Saved entries:
= Beginning of Section =
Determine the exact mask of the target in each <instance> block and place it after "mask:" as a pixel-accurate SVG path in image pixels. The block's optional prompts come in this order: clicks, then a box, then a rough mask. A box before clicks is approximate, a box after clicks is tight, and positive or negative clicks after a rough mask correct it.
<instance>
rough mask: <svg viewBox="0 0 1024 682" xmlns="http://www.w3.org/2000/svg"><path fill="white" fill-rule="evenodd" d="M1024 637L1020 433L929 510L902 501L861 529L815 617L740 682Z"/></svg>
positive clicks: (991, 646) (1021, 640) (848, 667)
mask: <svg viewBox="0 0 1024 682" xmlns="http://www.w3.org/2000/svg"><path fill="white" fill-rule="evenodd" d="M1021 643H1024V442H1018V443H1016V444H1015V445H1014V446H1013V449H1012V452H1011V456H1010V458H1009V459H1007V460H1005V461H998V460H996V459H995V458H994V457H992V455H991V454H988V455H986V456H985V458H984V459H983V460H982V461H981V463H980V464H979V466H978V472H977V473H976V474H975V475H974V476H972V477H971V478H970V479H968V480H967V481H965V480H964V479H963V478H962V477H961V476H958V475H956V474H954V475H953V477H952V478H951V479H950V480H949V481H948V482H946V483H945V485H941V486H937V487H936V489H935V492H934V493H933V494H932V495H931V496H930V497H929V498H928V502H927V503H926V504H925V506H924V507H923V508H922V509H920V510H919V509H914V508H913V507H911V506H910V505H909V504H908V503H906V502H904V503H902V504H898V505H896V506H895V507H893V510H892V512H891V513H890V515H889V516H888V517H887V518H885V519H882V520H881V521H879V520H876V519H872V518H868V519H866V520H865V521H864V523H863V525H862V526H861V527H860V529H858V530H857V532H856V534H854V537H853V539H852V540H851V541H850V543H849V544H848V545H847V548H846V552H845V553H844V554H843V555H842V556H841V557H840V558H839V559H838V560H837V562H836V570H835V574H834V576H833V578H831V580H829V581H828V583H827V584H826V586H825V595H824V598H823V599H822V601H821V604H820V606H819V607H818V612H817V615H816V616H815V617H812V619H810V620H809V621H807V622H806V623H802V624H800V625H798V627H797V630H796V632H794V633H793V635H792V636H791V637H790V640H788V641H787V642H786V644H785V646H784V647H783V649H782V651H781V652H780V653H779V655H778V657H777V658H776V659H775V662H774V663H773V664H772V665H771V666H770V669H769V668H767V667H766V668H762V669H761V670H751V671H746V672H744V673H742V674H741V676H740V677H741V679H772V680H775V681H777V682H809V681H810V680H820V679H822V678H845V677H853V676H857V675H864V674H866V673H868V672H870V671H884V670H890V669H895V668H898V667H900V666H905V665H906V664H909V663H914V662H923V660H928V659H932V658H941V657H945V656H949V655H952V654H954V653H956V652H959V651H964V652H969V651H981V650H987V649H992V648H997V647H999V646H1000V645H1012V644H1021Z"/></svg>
= End of Section =
AIM OF THE TASK: Take every line from the data above that holds "rough" and copy it out.

TASK RESULT:
Determine the exact mask of the target in each <instance> block and place it after "mask:" as a pixel-accurate SVG path in image pixels. The block's optional prompts come in this order: clicks, then a box, then a rough mask. A box before clicks is approximate, a box after clicks is tight, and positive or negative clicks after a rough mask correct it.
rough mask: <svg viewBox="0 0 1024 682" xmlns="http://www.w3.org/2000/svg"><path fill="white" fill-rule="evenodd" d="M1024 637L1020 433L929 510L902 501L861 529L815 617L740 682Z"/></svg>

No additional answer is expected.